Transcribe only the lines of the listing below from the one holding "Locate every clear" through the one holding "Locate every grey", inclusive, without any change.

Start of Block

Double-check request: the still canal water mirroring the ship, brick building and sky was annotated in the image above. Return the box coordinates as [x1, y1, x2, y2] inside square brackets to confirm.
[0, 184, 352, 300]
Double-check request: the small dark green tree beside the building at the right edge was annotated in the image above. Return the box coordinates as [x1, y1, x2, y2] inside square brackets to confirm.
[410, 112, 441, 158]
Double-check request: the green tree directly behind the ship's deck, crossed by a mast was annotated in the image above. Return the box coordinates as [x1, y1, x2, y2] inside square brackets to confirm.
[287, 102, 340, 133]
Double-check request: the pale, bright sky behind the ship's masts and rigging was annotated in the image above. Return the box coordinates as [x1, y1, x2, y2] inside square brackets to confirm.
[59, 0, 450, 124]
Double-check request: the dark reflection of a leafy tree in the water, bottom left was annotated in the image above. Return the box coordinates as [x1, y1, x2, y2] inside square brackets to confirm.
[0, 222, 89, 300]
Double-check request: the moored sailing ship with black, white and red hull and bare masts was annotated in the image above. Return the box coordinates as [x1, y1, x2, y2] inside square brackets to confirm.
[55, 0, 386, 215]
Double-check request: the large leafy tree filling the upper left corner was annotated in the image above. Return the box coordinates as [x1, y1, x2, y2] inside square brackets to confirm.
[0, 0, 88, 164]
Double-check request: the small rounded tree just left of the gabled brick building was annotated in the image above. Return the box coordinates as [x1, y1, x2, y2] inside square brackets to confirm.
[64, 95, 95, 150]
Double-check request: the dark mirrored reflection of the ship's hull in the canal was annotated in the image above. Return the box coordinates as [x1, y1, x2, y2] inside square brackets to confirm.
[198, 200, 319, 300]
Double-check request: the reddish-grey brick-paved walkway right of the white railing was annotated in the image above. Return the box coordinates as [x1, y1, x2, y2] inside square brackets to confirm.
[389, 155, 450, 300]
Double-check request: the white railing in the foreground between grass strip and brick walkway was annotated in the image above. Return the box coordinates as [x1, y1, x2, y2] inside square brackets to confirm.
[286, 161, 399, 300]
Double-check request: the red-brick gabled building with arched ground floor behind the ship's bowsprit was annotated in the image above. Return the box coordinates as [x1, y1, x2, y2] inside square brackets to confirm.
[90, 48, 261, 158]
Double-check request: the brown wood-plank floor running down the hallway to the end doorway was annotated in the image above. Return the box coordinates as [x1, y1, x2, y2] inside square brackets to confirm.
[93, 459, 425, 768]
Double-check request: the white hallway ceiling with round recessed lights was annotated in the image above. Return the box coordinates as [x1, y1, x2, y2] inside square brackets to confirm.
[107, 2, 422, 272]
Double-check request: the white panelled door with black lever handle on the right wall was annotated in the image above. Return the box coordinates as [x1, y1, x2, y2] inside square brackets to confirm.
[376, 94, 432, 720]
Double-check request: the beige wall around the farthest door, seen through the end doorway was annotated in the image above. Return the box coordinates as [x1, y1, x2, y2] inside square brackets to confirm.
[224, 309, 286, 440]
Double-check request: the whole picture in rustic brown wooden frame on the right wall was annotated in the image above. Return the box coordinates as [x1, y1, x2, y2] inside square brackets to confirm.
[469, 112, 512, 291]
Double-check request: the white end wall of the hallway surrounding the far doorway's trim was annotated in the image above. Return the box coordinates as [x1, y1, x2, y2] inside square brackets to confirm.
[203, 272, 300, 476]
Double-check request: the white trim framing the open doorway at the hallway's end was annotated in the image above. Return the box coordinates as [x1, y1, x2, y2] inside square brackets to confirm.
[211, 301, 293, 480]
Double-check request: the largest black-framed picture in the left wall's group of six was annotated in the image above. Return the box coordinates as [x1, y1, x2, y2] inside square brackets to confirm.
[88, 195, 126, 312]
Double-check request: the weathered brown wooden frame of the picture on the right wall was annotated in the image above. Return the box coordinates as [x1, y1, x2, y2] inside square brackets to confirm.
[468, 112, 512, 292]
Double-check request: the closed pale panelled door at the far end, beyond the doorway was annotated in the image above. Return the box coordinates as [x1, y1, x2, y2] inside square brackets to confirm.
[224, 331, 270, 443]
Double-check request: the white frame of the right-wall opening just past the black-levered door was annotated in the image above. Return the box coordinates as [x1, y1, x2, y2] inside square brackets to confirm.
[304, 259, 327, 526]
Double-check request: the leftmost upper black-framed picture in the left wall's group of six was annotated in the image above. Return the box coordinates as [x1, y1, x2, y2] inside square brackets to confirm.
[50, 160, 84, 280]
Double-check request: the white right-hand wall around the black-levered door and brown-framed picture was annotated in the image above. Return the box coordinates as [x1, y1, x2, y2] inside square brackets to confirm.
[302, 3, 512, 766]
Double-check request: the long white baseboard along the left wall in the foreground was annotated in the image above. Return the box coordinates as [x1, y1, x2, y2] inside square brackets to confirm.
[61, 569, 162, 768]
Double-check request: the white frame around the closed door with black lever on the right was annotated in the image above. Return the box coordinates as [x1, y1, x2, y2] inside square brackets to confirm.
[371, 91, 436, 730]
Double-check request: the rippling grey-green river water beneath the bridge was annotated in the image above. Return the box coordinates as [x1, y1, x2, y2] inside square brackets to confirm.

End of Block
Start of Block

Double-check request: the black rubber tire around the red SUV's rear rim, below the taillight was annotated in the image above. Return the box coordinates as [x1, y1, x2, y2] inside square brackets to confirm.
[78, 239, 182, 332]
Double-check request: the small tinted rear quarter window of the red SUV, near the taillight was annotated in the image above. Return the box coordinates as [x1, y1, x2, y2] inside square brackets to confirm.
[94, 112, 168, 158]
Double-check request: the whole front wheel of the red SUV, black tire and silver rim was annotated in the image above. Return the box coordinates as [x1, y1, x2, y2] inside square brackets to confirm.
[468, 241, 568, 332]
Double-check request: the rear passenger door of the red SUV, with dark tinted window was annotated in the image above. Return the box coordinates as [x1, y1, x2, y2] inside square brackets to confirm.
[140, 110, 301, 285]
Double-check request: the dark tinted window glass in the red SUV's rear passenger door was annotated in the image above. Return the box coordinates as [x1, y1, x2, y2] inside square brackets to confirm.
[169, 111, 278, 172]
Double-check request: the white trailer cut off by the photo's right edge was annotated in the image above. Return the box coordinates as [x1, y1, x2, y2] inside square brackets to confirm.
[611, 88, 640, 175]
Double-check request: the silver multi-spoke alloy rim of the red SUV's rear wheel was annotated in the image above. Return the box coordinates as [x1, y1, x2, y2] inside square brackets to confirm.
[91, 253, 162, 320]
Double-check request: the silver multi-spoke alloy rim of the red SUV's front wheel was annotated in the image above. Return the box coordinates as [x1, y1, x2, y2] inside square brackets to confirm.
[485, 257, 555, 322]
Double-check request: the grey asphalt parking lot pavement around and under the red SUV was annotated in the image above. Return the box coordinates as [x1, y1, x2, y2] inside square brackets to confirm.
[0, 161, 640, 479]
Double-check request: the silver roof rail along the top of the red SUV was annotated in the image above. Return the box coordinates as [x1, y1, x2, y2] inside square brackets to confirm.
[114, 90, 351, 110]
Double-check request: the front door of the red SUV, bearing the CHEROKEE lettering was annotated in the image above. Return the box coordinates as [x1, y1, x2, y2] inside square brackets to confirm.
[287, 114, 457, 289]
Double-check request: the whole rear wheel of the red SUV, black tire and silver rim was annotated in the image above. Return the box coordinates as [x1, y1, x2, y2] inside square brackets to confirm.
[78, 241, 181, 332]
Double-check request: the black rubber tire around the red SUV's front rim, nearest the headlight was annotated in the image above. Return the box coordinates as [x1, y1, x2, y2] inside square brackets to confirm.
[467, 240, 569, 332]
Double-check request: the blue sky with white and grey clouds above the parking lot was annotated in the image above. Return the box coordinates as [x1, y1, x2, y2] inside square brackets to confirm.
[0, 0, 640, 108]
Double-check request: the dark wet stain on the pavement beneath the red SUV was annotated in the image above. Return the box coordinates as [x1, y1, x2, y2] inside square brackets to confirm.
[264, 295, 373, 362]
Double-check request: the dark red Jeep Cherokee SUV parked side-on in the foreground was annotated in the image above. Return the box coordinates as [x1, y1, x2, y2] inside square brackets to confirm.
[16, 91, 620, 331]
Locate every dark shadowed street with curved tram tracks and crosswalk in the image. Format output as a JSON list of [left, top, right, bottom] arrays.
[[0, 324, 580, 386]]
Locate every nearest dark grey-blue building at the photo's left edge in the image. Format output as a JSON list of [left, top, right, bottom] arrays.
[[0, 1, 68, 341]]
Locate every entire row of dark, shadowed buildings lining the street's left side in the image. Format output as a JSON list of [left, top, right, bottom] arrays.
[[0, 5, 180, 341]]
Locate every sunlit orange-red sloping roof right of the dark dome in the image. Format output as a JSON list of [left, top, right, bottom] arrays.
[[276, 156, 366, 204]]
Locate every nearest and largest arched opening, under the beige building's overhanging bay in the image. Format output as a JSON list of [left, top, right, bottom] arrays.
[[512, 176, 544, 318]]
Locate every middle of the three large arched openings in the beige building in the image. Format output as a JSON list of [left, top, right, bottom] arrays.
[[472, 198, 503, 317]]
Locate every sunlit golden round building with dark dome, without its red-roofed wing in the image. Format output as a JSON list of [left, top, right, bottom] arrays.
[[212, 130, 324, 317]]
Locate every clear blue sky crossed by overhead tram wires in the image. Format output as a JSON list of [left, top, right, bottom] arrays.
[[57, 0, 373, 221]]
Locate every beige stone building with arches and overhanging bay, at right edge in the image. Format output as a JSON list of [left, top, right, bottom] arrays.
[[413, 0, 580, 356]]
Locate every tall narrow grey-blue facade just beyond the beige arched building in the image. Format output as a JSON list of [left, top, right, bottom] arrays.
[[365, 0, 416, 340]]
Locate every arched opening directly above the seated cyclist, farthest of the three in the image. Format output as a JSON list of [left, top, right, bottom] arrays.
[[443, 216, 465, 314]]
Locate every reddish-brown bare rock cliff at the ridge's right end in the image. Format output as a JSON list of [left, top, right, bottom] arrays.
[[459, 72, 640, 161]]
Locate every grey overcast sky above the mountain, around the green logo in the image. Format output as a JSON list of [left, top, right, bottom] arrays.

End of Block
Start of Block

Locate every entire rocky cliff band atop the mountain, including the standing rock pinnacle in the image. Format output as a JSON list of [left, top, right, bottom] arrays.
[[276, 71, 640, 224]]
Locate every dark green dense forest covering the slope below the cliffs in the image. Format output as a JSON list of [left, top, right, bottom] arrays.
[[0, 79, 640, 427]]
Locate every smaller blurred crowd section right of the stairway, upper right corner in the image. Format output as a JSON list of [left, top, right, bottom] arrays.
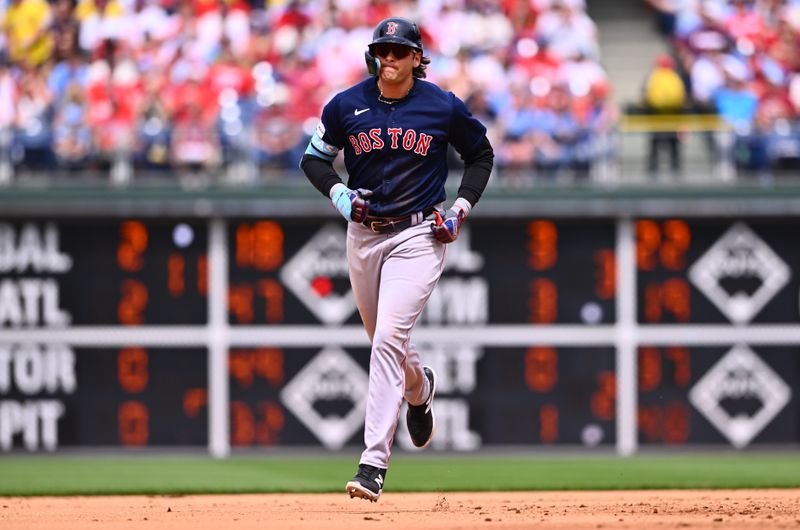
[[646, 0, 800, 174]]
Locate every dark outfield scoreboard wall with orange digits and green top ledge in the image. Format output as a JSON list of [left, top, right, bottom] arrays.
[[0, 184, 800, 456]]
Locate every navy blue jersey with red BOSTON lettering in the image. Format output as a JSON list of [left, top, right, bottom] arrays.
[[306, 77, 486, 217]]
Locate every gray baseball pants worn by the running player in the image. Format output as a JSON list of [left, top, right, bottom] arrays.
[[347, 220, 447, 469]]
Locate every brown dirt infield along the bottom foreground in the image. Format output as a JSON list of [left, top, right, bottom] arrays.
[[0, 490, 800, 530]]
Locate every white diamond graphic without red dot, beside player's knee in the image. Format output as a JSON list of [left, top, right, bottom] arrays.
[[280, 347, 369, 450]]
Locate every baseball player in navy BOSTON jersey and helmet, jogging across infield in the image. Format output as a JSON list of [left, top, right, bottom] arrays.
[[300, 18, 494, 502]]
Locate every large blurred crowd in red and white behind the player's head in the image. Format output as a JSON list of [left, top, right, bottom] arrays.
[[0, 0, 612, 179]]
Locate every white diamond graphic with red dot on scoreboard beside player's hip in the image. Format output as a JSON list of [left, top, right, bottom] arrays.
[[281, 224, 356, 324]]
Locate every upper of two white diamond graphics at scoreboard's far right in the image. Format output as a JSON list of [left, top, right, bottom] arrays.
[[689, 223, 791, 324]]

End of Block

§ **Answer**
Locate every clear blue sky crossed by overhead tram wires in the image. Format output as a JSON list of [left, top, right, bottom] arrays.
[[57, 0, 373, 221]]
Locate every beige stone building with arches and overhanging bay, at right edge in the image. Format output as a JSON list of [left, top, right, bottom] arrays.
[[413, 0, 580, 356]]
Locate every tall narrow grey-blue facade just beyond the beige arched building in the image. Format output as a JSON list of [left, top, right, bottom] arrays.
[[365, 0, 416, 340]]
Locate every arched opening directly above the seated cyclist, farthest of the three in the image. Format output as a JSON list of [left, top, right, bottom] arrays.
[[443, 216, 465, 314]]
Locate every reddish-brown bare rock cliff at the ridge's right end in the image. Format output as a JSON list of [left, top, right, bottom] arrays.
[[459, 72, 640, 161]]
Locate every grey overcast sky above the mountain, around the green logo in the image. Format output as a JSON list of [left, top, right, bottom] arrays.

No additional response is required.